- [DATA FOR REVIEW]:
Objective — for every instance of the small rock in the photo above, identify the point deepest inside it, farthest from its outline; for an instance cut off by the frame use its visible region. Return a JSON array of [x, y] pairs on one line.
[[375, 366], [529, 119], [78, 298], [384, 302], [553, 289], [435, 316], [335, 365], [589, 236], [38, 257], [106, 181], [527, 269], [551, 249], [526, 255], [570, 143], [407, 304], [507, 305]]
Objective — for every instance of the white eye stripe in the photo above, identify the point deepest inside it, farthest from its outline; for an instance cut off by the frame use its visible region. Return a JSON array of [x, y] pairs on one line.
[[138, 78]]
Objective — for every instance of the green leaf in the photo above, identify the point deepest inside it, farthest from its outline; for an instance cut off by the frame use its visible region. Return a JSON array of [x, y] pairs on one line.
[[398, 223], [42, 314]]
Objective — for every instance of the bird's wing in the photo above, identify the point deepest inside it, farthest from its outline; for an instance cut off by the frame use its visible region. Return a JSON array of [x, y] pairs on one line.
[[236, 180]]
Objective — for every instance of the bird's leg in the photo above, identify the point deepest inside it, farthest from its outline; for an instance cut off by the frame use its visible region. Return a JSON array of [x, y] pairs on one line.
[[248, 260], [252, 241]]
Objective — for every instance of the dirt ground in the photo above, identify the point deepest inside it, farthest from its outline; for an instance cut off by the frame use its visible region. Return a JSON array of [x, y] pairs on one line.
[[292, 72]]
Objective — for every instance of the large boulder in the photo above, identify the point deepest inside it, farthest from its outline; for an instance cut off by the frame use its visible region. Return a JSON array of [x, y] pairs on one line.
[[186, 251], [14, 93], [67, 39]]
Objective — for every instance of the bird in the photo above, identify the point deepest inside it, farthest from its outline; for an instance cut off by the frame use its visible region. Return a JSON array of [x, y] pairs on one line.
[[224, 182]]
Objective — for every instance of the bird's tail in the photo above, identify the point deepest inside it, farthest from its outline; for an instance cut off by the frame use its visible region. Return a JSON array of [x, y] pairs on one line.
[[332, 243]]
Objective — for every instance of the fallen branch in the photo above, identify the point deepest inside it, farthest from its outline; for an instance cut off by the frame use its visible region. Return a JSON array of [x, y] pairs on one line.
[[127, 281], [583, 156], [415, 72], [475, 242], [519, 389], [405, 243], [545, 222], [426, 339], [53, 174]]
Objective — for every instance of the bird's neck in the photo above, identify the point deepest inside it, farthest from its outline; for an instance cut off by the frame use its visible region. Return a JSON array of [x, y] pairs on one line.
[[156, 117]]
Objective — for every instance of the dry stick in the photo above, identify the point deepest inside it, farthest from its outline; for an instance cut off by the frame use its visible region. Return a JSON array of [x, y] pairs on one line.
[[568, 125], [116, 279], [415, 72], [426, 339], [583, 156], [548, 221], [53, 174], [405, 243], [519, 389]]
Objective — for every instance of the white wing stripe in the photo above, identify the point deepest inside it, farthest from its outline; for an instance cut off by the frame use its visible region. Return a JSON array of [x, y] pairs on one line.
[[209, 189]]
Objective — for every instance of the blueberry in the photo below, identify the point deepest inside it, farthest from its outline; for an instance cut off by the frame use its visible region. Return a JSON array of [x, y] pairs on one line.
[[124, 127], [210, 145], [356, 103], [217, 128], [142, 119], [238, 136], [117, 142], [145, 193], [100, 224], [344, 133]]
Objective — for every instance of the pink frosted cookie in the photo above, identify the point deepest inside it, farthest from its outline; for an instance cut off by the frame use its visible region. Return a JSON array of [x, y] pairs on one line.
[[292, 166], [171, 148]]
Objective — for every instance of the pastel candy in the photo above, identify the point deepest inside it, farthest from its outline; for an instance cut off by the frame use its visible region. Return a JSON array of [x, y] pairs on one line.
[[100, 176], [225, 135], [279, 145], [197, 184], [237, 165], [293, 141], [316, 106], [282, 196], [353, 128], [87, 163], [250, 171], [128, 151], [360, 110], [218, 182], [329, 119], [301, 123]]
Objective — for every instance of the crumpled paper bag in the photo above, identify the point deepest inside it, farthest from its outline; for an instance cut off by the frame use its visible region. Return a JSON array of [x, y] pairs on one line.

- [YOUR TASK]: Please repeat the entries above exactly as they read.

- [SOLVED EXERCISE]:
Objective — for every instance of the small rock in the photo above, identify the point deepest inside it, farthest from its outline; for an instance cut off by the frame use its visible region. Return a JSON array of [x, y] pairs on one line.
[[375, 366], [529, 119], [78, 298], [384, 302], [553, 289], [435, 316], [335, 365], [589, 236], [38, 257], [106, 181], [527, 269], [551, 249], [526, 255], [570, 143], [407, 304], [507, 305]]
Objective — for every instance of the white eye stripe in the photo above, identify the point deepest inside it, farthest from its outline; for an instance cut off by the frame use its visible region. Return a JSON array of [x, y] pairs on one line.
[[138, 78]]
Objective — for every instance of the green leaf in the photo above, identify the point deepest inside it, farthest from its outline; for an instance cut off by the frame use its visible region. Return a JSON array of [x, y] pairs on one line.
[[398, 223], [42, 314]]
Objective — for every instance of the bird's wing in the photo above, identify the point deepest inside it, farthest from its outline; for an instance cut off by the frame use its visible region. Return a JSON array of [x, y] pairs on one line.
[[236, 180]]
Objective — for every instance of the bird's leg in the photo above, identify the point deepest inside it, farthest from its outline; for an instance cut off by the frame use its visible region. Return a JSON array of [x, y] pairs on one line.
[[248, 260], [252, 241]]
Objective — for every instance of the dirt ground in the photo above, identify the point deepest inside it, farthest from its outline; for an instance cut off by the frame use its visible region. Return a JSON array of [x, y] pairs on one line.
[[292, 72]]
Objective — for every instance of the large boulder in the photo above, identify the point deepest inside it, farthest from its outline; for an instance cut off by the frame use its visible region. Return a JSON array of [x, y] pairs on one line.
[[186, 251], [14, 93], [67, 39]]
Objective — for every instance of the bird in the photo above, identify the point deepest inside it, farthest from its outline; for an instance cut off by the frame use its visible region. Return a JSON array of [x, y] pairs on one line.
[[224, 182]]
Objective — for every instance of the bird's tail in the photo above, identify the point deepest inside it, farthest from its outline; for an instance cut off by the frame use its visible region. Return a JSON array of [x, y] pairs on one line.
[[332, 243]]
Objective — for every instance of the fallen branch in the photo above, identify the point deepest inside it, farthest from its outline; for an instance cut off by the frame use its visible region. Return a JSON array of [x, y] pairs on one line.
[[127, 281], [583, 156], [415, 72], [475, 242], [519, 389], [405, 243], [545, 222], [426, 339], [53, 174]]
Objective — for every instance of the bird's neck in the photo above, identify the point deepest inside it, farthest from its outline; for an instance cut off by the frame use its visible region. Return a JSON array of [x, y] pairs on one line.
[[156, 117]]
Objective — for every instance of the dry stick in the photo above, identify the point deepest inside it, farthest from its outline; for an instance cut off by the frame use its visible region. Return a JSON array of [x, y] pairs on one line.
[[568, 125], [116, 279], [415, 72], [426, 339], [583, 156], [548, 221], [53, 174], [405, 243], [519, 389]]
Objective — for every instance of the white wing stripe in the photo above, identify the point deepest inside it, farthest from its outline; for an instance cut off by the frame use its visible region. Return a JSON array of [x, y] pairs on one line.
[[209, 189]]
Objective — for every instance of the blueberry in the photo below, identify the point deepest inside it, farthest from its outline; for an instance cut off by the frame use its visible region. Return a JSON array of [x, y] pairs on one line.
[[124, 127], [210, 145], [356, 103], [217, 128], [142, 119], [238, 136], [117, 142], [145, 193], [100, 224], [344, 133]]
Objective — for every instance of the pink frosted cookie in the photo above, identify the point deepest inside it, farthest from its outline; for an instance cut off by the frame use its visible region. Return a JSON array of [x, y] pairs on one line.
[[292, 166], [171, 148]]
Objective — for every instance of the pastel candy in the photo above, identify the point deepest inside it, farthest from its outline; for an instance cut off by the frame use its visible region. Return a JSON array of [x, y] pairs on one line.
[[100, 176], [225, 135], [279, 145], [197, 184], [237, 165], [293, 141], [316, 106], [282, 196], [353, 128], [87, 163], [250, 171], [128, 151], [360, 110], [218, 182], [329, 119], [301, 123]]
Objective — for every instance of the crumpled paper bag in the photo above, identify the point deepest inside it, farthest from its outline; for an instance cut off by the frame use its visible region. Return a JSON array of [x, y] pairs on one line.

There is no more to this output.